— start of RECORD LIST —

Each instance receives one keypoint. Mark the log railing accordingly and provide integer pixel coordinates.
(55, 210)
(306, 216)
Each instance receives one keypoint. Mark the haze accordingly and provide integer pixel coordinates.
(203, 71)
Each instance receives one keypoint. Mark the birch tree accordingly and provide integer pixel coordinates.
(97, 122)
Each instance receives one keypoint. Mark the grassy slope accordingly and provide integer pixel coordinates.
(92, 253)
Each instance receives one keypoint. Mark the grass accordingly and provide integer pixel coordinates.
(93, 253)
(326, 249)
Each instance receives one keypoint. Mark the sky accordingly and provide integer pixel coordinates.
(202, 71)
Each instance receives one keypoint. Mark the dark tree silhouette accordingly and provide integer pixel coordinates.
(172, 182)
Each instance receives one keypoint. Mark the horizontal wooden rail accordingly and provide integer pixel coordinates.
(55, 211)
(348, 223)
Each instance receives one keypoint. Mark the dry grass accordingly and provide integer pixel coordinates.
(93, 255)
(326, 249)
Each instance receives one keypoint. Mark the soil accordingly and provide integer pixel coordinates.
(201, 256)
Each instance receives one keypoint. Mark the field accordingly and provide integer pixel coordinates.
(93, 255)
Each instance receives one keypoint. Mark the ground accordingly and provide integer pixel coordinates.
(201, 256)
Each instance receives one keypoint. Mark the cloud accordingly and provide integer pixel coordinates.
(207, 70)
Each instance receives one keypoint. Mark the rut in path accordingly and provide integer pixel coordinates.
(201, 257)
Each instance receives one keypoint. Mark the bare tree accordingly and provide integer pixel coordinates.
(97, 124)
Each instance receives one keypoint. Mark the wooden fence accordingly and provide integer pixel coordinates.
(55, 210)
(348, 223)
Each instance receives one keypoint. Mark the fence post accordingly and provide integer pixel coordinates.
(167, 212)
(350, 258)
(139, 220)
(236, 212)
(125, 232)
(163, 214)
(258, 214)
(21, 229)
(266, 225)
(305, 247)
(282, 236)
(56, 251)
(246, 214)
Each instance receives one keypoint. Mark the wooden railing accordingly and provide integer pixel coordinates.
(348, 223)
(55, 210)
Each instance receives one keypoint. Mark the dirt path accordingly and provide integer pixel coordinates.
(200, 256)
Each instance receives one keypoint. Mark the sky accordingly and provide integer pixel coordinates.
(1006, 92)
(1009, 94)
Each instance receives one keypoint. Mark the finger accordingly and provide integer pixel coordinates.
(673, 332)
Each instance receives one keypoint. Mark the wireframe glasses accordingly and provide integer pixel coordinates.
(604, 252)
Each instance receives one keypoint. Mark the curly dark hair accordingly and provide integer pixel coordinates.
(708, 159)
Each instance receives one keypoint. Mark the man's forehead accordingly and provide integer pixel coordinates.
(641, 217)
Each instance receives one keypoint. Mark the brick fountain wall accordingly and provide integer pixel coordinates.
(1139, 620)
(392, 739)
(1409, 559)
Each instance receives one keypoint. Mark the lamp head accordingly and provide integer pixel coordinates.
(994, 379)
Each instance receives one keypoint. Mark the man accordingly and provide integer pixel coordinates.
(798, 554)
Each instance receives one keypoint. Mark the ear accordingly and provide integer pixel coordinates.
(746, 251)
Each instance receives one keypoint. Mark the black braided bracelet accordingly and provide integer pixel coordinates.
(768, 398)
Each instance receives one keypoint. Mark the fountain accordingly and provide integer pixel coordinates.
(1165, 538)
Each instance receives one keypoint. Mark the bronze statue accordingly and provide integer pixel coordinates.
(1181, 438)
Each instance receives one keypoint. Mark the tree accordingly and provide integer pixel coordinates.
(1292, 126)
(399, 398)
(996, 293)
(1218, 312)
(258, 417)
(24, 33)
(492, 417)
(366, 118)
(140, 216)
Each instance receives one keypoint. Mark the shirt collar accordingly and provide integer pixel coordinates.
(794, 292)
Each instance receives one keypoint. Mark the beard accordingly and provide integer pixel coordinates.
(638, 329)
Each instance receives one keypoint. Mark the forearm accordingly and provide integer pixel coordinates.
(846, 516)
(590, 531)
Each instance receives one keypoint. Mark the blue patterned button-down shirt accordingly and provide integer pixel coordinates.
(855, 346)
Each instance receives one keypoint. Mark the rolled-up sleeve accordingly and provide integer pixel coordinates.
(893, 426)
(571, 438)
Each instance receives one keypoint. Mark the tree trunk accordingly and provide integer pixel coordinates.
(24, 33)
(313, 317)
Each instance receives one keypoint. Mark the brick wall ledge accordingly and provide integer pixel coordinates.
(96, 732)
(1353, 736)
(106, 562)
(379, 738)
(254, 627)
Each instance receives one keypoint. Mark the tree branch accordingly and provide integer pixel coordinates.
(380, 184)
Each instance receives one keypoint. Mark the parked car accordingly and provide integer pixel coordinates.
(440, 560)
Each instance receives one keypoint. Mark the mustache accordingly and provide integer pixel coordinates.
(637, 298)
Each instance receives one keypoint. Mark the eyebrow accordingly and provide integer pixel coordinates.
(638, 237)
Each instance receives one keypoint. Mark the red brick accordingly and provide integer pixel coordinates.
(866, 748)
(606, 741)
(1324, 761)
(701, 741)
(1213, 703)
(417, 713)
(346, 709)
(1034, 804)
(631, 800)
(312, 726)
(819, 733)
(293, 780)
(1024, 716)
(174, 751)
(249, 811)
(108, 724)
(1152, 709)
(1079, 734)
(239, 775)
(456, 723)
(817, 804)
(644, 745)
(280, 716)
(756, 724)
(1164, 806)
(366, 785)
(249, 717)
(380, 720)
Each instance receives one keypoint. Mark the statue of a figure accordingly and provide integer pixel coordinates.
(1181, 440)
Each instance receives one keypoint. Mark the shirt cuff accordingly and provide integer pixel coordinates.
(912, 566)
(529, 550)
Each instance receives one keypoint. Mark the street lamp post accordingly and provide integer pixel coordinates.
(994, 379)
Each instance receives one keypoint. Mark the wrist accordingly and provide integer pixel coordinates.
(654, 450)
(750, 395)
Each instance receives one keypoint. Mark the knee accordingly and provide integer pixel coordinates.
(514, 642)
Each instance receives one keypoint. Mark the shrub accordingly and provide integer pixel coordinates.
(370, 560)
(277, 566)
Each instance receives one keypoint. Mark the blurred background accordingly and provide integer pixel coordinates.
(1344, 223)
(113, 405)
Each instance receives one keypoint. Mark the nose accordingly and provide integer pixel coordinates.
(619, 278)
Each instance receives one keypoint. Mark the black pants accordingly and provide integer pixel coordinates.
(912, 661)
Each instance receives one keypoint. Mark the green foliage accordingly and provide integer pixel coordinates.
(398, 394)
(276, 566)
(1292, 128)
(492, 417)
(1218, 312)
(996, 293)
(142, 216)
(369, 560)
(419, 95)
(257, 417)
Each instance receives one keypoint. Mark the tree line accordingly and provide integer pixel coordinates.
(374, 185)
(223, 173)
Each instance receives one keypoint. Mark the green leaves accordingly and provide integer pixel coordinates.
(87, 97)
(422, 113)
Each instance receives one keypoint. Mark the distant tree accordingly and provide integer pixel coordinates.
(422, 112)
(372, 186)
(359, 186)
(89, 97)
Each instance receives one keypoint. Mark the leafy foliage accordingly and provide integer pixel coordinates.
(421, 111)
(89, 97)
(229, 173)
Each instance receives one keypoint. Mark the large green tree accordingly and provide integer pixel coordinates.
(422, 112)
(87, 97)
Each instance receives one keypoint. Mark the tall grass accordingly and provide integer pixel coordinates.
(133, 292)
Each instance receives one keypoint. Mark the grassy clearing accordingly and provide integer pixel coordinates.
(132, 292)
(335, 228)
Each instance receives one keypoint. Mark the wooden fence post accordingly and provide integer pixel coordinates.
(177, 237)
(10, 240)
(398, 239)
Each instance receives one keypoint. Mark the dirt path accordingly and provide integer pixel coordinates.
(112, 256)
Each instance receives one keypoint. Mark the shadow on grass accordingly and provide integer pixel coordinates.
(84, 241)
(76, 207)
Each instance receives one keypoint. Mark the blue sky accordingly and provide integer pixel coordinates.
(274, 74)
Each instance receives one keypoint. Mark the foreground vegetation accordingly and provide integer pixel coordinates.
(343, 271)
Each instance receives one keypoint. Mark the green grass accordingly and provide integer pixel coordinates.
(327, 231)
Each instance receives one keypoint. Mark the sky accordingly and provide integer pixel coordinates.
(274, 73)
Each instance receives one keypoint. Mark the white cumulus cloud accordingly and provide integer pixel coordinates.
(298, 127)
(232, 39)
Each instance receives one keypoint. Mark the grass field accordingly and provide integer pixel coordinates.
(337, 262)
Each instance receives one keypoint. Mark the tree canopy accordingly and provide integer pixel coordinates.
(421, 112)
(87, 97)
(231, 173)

— end of RECORD LIST —

### PROBLEM DETAILS
Please swap "brick" for "stone" in everything from the line containing "Each instance receives one keypoint. Mark the man's" down to the line containing "(1409, 559)", leaving all else unchanged. Give only those lines.

### FINAL RESULT
Each instance receives one keypoint. Mark the man's forehead accordingly and provide integer pixel coordinates.
(641, 217)
Each instance receives one keypoint. Mark the stone fountain wall accordingly and provide integer pixel coordinates.
(1139, 620)
(392, 739)
(1409, 559)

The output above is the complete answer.